(Beginning of PROVIDED RECORDS)

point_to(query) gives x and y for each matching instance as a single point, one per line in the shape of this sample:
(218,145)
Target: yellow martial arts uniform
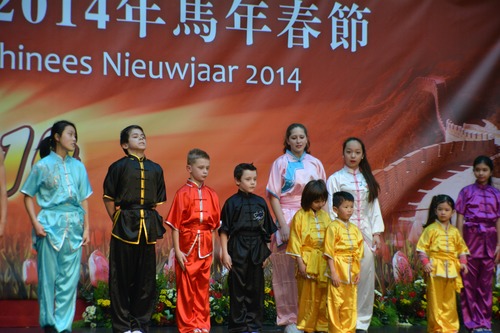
(442,246)
(307,233)
(344,245)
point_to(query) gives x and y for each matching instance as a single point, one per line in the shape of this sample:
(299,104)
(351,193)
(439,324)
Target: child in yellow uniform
(343,251)
(439,248)
(305,245)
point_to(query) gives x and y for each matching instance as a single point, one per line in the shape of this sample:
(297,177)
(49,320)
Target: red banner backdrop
(416,80)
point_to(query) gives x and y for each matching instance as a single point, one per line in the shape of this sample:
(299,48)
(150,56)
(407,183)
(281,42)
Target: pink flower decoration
(170,265)
(30,273)
(98,268)
(401,267)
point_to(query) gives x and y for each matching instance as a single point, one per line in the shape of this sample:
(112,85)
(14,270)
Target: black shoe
(49,329)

(End of PROVIDED RECORDS)

■ TASK DETAILS
Beginning with the line that holds "Target: pink flower decoration", copy the entries exactly to their last line, and leave out every earlier line.

■ RESULT OF THE TASK
Target: pink flower decoration
(170,265)
(30,273)
(98,268)
(401,267)
point_to(query) gives x and y for each matching instance as a single point, one per line in the shape of this sample:
(112,85)
(14,270)
Target: black shoe
(49,329)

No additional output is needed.